• Consigne: Recopiez à l'identique le passage de l'extrait sur les sites industriels de Prémery situé entre « Une commission locale » et « déchets en 2007. », bornes incluses.

• Extrait du texte:
════════
Actuellement le site emploie 17 personnes d'une moyenne d'âge de 38 ans, le personnel de production a des connaissances ou des expériences en industrie chimique.
Nous continuons à accompagner cette jeune entreprise, installation qui démontre que la chimie industrielle et l'emploi sont compatibles avec le respect de l'environnement ; le succès de la journée porte ouverte du 1er mai dernier a été le reflet de la satisfaction des habitants de Prémery ; le refrain usé du maire de Prémery : « si vous voulez des emplois vous devez subir des pollutions » s'est tari n'ayant plus de source.
La friche Lambiotte
Amiante, hydrocarbures, arsenic, nickel, plomb, benzène, phénol… le site Lambiotte créé en 1886 et liquidé en 2002 fait partie des sites industriels orphelins les plus pollués de France.
Une commission locale d'information (CLI) a été créée en mai 2010 présidée par le sous-préfet de Cosne. Les associations Loire Vivante et DECAVIPEC y sont représentées.
Aucun bâtiment ne sera conservé après l'évacuation des déchets polluants, seules 2 petites tours en pierre, les premiers fours de la combustion du bois, resteront les témoins de ce site, connu comme l'un des principaux sites européens pour la carbonisation puis la chimie du bois. Prémery était alors la capitale de la chimie du bois.
De 2003 à 2006, 1,2 millions € ont été consacrés à l'évacuation de produits inflammables et autres déchets, la mise en sécurité du site et le traitement et la surveillance des eaux, celles-ci s'écoulant sous la rue Lambiotte, puis dans une lagune avant rejet dans la rivière Nièvre.
Puis 2,1millions € seront accordés pour une étude de caractérisation et l'évacuation d'autres déchets en 2007.
L'évacuation de la totalité des déchets sera effectuée en 2011/2012 (40% par la voie ferrée). La déconstruction des bâtiments devrait débuter fin 2013/début 2014 ; ces derniers sont dans un état de dégradation importante, un diagnostic approfondi du site est prévu en 2014 suivi d'une étude hydrogéologique de tout le secteur, afin de déterminer s'il y a une connexion entre la nappe d'accompagnement de la rivière Nièvre et la nappe karstique où est réalisé un captage AEP.
════════
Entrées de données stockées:
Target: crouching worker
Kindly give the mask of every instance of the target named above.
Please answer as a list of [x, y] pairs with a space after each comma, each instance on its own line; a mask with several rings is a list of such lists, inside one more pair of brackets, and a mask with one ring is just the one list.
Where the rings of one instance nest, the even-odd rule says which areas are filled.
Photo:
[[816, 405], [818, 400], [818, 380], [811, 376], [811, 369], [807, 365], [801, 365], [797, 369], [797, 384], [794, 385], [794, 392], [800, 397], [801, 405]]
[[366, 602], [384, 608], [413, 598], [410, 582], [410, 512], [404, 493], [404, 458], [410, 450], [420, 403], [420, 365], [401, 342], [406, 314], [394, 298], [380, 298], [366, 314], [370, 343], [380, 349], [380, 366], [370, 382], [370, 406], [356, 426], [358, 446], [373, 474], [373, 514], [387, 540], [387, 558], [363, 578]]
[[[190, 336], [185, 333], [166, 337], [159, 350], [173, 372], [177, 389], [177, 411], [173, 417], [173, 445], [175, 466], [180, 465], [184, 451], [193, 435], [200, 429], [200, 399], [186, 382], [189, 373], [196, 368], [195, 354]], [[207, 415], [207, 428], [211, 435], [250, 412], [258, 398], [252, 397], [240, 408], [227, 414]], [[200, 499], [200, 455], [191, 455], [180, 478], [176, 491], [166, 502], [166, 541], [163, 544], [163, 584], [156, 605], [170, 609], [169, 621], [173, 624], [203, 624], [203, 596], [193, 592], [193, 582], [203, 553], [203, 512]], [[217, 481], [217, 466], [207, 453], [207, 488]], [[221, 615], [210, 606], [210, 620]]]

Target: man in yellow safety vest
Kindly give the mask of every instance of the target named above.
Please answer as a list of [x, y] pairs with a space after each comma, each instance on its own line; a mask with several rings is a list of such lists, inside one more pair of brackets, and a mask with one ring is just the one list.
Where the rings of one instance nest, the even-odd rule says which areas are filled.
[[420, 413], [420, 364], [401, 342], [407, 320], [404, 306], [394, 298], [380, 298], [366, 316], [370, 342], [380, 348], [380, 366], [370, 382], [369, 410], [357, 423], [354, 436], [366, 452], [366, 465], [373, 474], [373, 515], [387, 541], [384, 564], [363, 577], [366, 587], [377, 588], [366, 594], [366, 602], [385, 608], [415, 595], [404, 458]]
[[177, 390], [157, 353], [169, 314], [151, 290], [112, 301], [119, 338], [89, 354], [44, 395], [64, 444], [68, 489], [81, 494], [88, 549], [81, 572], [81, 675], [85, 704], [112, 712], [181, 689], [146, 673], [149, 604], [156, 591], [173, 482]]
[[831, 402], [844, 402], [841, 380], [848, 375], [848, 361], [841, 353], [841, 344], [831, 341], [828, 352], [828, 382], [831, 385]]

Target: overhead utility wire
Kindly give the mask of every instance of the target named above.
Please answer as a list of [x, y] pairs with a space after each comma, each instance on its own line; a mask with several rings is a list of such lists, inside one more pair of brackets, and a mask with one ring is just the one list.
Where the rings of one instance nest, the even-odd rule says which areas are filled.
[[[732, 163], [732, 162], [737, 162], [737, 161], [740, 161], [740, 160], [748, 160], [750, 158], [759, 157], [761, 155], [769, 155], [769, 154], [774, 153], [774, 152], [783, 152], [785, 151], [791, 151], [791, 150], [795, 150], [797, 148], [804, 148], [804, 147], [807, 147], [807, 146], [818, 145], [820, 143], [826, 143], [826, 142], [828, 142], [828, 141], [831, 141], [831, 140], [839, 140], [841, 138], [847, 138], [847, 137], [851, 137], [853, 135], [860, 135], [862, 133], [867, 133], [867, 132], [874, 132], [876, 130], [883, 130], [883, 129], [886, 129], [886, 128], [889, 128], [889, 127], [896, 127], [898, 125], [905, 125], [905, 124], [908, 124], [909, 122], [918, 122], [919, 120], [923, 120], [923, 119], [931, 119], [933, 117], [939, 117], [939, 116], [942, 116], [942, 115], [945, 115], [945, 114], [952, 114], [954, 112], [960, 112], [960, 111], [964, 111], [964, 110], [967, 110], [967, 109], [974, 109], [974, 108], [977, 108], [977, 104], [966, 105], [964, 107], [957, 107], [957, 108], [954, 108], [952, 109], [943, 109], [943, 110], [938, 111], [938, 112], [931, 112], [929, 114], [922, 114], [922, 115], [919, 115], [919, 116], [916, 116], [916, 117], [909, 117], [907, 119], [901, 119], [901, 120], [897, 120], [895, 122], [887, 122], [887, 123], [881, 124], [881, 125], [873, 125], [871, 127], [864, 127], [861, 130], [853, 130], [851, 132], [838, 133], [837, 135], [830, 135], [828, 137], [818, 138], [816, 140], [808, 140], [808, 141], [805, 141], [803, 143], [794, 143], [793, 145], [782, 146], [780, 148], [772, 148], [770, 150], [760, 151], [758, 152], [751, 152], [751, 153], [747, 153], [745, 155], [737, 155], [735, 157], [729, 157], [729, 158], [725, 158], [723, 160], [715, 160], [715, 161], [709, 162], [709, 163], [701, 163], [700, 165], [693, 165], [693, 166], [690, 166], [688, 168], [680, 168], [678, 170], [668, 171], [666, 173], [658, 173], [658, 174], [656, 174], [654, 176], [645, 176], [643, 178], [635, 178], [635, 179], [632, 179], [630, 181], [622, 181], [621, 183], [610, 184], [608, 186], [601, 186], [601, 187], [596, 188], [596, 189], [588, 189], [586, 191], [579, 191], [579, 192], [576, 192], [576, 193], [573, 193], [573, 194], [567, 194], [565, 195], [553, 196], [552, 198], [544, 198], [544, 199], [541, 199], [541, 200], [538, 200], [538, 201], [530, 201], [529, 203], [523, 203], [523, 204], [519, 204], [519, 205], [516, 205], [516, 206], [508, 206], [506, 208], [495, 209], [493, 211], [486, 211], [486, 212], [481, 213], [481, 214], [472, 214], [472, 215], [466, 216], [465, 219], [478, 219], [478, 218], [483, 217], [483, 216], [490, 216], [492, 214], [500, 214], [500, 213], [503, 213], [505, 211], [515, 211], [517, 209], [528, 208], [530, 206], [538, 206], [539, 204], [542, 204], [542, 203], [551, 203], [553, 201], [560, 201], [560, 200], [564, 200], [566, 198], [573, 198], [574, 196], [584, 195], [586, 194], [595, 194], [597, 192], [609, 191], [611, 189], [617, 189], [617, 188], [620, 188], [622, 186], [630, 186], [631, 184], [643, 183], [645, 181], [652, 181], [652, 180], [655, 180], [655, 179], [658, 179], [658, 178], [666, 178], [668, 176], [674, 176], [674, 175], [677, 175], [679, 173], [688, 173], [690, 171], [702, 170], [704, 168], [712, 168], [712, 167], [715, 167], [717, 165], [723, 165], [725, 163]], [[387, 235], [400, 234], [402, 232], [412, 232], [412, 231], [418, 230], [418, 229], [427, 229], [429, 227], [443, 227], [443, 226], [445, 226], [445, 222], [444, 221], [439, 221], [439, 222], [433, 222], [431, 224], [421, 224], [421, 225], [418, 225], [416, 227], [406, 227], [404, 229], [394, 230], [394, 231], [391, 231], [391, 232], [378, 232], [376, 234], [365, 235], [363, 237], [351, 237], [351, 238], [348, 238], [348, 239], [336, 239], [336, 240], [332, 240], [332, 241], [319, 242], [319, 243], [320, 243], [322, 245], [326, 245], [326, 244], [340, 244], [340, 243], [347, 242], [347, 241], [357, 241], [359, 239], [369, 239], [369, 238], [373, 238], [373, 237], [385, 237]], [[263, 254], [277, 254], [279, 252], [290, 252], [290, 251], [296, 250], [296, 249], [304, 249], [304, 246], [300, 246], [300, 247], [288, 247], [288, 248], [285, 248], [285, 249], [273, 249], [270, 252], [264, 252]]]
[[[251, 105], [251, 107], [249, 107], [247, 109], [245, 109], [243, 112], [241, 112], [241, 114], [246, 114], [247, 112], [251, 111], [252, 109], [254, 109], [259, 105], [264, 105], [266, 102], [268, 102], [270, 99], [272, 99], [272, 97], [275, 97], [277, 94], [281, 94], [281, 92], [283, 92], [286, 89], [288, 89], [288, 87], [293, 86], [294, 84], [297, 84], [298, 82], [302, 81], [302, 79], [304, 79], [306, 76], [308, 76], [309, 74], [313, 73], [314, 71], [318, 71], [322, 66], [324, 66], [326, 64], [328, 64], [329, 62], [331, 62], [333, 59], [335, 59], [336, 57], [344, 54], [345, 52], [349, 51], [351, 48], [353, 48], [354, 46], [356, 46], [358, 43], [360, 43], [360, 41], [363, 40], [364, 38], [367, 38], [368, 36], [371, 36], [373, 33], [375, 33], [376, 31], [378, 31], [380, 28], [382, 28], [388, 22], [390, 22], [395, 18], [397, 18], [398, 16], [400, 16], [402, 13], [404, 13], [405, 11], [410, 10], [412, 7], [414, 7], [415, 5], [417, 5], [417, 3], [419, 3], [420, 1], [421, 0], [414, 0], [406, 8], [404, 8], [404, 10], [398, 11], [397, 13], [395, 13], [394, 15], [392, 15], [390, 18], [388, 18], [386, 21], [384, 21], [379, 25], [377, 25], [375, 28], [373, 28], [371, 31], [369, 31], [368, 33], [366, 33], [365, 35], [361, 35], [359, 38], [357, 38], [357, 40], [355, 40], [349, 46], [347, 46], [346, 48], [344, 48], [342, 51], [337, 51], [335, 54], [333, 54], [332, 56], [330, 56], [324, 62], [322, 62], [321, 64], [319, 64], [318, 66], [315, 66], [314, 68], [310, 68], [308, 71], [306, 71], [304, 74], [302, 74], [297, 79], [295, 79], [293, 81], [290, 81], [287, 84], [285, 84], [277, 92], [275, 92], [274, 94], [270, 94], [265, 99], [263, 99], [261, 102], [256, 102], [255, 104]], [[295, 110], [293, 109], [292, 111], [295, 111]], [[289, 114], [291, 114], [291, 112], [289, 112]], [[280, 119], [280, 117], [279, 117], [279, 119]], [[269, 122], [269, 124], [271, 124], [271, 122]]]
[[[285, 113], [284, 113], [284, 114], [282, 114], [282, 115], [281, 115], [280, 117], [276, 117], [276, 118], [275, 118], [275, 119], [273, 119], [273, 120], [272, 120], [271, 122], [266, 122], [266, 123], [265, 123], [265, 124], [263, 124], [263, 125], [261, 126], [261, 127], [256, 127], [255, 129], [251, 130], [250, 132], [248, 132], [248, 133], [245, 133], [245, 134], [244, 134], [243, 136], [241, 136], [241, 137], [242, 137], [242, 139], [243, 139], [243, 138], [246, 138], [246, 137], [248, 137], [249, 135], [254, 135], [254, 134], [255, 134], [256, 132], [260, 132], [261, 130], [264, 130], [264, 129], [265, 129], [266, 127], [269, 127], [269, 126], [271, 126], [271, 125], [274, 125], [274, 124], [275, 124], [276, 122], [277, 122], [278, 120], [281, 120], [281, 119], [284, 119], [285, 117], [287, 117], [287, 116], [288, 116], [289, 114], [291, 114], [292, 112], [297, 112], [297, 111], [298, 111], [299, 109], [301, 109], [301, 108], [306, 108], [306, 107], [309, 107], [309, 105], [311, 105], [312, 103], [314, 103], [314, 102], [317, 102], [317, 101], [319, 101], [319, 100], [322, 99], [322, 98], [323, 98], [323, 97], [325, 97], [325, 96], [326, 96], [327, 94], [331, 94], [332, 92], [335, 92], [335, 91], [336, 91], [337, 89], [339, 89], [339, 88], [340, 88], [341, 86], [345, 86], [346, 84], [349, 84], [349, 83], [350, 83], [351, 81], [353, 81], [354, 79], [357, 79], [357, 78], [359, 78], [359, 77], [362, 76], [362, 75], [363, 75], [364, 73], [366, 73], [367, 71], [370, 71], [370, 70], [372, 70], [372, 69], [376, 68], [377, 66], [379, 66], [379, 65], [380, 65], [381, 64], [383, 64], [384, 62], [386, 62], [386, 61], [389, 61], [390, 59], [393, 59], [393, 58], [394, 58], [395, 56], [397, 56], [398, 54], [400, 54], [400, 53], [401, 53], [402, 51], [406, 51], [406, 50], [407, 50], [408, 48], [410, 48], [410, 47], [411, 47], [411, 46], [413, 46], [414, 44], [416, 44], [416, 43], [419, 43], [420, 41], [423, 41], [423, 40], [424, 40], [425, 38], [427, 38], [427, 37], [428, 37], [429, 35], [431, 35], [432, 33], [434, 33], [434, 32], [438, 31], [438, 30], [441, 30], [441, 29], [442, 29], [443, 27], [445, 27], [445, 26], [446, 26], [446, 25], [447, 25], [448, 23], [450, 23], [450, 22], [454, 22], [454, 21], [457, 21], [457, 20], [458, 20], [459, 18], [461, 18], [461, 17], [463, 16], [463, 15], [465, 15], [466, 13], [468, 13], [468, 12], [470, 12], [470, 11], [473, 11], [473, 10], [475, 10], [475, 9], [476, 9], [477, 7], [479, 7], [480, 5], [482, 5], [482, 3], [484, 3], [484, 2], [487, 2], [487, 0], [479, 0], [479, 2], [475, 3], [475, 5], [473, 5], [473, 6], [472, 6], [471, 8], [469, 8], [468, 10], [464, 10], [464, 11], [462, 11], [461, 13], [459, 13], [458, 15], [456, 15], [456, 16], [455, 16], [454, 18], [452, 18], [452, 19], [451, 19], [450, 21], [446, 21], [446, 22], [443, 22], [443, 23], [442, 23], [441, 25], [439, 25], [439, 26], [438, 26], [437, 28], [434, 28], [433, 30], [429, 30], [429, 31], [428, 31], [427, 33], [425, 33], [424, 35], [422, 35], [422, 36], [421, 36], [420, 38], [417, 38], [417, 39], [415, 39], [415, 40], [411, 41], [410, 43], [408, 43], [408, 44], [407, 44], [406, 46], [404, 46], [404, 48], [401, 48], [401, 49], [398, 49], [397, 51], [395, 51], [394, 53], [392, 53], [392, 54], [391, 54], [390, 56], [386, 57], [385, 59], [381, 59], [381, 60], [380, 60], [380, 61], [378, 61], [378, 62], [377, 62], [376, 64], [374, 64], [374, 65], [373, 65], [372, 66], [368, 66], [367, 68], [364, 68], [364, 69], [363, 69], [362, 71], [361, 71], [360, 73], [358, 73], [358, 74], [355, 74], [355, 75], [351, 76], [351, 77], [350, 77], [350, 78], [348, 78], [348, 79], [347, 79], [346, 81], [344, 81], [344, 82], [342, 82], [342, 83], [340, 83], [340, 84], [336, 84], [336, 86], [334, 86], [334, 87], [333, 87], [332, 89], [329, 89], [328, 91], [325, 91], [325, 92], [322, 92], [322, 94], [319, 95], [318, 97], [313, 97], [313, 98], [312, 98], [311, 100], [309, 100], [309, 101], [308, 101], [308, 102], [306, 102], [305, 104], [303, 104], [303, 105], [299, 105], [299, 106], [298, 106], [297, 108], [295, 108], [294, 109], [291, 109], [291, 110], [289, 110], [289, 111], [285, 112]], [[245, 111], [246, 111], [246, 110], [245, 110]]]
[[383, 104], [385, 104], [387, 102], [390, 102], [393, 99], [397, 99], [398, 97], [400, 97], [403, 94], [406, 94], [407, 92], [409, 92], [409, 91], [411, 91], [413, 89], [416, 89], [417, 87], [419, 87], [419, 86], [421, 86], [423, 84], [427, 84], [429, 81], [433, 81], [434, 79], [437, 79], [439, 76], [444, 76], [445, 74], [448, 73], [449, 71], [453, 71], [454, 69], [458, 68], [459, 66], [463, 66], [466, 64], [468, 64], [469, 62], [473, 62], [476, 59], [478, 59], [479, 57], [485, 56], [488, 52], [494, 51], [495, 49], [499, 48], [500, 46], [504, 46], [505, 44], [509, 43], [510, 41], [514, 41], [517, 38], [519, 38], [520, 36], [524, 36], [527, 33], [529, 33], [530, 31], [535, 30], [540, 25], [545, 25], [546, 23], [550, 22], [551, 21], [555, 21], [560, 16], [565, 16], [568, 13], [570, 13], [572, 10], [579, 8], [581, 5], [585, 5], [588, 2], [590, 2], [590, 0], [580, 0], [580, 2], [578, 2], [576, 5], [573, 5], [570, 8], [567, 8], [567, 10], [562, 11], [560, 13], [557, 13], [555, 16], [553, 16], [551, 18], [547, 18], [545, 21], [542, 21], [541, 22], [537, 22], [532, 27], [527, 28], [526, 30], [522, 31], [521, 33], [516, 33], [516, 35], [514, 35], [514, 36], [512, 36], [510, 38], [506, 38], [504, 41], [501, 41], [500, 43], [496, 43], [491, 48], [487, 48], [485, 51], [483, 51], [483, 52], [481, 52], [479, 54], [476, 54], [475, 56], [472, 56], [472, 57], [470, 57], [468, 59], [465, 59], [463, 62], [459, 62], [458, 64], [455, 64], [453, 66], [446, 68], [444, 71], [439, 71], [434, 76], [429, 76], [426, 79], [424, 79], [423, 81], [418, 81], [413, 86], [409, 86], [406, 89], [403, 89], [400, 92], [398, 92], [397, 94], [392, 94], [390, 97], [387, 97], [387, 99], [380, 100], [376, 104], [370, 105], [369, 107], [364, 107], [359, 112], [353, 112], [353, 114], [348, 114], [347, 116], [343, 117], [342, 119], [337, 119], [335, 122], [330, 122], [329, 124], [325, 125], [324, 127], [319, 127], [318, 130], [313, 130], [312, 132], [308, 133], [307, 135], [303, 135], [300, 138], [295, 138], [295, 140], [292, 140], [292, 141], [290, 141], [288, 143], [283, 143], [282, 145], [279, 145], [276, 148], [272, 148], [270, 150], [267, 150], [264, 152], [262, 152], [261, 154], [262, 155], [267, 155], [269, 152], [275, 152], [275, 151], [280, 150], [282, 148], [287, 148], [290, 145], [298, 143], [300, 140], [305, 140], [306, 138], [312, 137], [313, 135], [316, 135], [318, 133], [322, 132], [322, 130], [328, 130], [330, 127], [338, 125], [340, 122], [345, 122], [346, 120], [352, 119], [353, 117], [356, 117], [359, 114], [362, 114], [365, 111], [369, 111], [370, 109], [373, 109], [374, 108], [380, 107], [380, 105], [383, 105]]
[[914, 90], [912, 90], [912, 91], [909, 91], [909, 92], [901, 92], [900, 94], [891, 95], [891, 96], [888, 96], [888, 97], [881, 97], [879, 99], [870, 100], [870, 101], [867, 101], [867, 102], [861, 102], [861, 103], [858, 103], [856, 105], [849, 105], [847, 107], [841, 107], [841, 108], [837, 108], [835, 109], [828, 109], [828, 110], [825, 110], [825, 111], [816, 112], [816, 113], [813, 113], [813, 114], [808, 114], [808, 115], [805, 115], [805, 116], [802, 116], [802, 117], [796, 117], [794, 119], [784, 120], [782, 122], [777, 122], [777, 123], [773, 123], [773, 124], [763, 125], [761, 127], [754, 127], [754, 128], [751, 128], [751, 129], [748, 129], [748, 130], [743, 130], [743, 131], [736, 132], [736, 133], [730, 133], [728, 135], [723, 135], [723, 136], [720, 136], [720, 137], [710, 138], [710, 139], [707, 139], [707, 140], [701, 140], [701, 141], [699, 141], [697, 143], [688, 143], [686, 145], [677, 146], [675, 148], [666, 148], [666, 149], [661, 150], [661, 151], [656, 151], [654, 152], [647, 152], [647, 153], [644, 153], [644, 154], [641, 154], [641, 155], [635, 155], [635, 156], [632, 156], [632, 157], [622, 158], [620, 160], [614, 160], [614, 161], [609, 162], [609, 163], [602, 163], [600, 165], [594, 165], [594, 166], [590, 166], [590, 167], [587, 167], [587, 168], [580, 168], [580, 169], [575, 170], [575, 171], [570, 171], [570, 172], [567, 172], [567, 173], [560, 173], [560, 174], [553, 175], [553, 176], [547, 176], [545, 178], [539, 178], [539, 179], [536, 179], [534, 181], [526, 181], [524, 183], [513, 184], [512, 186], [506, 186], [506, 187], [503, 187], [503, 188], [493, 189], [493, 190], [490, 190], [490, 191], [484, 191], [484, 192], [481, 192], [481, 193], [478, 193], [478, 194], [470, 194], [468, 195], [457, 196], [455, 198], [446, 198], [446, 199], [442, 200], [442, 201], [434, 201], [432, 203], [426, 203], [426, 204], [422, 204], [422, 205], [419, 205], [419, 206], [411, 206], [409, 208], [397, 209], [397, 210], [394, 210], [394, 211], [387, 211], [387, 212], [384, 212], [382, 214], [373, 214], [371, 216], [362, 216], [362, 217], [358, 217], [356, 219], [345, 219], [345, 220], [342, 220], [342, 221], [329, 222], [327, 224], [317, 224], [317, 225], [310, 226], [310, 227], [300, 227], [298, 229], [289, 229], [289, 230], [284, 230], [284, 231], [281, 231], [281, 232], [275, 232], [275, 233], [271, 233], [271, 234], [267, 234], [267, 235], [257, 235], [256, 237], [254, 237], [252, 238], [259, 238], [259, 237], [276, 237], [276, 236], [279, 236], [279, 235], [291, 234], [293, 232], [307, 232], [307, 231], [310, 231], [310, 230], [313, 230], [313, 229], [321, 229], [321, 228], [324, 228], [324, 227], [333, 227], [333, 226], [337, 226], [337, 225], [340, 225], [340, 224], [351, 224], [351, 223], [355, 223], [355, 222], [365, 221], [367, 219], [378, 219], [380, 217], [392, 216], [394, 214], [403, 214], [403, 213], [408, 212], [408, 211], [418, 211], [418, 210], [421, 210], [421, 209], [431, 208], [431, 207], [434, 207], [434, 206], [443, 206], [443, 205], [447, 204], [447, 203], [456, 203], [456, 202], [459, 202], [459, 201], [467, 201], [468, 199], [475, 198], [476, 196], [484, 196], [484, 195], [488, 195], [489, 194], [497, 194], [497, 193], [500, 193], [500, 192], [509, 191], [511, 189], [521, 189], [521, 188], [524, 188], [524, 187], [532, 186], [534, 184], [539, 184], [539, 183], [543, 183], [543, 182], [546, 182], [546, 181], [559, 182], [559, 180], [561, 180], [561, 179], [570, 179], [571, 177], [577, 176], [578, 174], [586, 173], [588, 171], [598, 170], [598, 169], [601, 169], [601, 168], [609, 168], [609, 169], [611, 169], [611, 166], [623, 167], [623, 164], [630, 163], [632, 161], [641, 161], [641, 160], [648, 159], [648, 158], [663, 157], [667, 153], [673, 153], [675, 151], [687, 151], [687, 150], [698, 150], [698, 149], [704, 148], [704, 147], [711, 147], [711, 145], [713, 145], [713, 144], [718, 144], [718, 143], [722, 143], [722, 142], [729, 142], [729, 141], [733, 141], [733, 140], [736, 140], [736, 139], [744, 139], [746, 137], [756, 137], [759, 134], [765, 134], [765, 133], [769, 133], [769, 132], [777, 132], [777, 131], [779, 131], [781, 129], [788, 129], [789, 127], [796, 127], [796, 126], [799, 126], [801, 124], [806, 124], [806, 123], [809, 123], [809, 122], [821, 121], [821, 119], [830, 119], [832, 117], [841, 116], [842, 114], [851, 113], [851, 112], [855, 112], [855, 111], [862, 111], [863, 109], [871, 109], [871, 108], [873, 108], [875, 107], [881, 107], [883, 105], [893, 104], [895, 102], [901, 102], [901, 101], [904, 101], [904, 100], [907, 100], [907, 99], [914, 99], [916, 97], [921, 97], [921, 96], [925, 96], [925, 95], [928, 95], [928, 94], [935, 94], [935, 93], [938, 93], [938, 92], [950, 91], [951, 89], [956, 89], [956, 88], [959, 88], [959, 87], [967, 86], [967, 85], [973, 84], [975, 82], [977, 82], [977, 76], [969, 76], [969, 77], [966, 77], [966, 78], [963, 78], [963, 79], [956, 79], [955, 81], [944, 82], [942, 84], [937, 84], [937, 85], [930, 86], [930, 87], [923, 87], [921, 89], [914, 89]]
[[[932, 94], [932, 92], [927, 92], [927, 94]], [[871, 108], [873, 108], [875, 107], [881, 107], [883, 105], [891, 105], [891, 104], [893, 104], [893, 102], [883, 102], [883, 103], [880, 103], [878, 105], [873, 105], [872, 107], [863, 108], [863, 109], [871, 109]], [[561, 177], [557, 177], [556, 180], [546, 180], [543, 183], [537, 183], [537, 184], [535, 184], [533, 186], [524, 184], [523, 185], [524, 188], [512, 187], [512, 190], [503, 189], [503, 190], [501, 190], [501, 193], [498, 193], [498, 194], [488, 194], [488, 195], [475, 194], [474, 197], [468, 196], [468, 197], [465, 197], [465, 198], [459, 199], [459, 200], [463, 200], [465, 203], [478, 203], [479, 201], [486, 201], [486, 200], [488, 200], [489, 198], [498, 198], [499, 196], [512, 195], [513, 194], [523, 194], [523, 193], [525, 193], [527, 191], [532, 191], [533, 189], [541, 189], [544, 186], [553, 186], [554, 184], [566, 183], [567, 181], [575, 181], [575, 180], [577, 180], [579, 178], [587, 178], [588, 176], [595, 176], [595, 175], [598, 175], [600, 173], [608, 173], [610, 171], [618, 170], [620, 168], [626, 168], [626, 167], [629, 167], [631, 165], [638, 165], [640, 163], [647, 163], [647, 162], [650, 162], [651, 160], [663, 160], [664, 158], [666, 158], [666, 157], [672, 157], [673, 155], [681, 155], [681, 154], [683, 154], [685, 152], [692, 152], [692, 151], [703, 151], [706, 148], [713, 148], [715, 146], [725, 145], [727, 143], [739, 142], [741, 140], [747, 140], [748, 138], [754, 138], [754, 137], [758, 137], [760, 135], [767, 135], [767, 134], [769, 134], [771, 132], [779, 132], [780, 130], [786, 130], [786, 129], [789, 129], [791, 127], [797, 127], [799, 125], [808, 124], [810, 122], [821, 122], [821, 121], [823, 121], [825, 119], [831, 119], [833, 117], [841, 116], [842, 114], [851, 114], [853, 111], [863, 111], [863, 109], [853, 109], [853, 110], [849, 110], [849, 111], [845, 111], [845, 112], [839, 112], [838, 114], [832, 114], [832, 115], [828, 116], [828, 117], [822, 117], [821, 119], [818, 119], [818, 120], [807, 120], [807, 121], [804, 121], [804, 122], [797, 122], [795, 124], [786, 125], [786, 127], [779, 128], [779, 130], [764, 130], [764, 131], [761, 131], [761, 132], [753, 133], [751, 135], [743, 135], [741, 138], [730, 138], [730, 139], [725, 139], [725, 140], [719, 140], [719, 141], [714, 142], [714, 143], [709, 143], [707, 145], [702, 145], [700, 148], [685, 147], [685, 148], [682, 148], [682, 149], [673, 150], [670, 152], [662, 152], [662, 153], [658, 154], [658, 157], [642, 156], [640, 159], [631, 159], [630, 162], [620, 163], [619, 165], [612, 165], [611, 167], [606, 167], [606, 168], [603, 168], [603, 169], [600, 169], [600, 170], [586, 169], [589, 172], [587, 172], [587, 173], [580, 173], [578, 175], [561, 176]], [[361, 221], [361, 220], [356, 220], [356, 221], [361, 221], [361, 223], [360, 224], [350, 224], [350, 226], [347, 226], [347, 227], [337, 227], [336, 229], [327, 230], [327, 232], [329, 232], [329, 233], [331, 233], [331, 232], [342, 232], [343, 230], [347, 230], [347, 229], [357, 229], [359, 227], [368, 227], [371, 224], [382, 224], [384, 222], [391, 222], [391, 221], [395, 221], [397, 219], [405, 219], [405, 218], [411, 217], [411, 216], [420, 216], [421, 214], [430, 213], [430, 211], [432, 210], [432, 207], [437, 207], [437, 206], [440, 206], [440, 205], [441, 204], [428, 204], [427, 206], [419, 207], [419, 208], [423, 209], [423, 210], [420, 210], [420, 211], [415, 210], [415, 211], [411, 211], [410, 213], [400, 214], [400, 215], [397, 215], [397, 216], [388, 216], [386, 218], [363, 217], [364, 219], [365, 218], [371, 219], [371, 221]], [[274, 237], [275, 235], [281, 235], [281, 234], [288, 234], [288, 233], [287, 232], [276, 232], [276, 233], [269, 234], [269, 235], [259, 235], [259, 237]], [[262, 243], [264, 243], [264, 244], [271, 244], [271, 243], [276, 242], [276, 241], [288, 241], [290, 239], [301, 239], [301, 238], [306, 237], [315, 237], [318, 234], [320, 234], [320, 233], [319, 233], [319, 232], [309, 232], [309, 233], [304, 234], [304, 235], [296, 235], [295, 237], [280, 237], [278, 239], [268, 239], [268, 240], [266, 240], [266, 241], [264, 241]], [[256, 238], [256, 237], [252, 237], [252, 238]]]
════════
• Réponse:
Une commission locale d'information (CLI) a été créée en mai 2010 présidée par le sous-préfet de Cosne. Les associations Loire Vivante et DECAVIPEC y sont représentées.
Aucun bâtiment ne sera conservé après l'évacuation des déchets polluants, seules 2 petites tours en pierre, les premiers fours de la combustion du bois, resteront les témoins de ce site, connu comme l'un des principaux sites européens pour la carbonisation puis la chimie du bois. Prémery était alors la capitale de la chimie du bois.
De 2003 à 2006, 1,2 millions € ont été consacrés à l'évacuation de produits inflammables et autres déchets, la mise en sécurité du site et le traitement et la surveillance des eaux, celles-ci s'écoulant sous la rue Lambiotte, puis dans une lagune avant rejet dans la rivière Nièvre.
Puis 2,1millions € seront accordés pour une étude de caractérisation et l'évacuation d'autres déchets en 2007.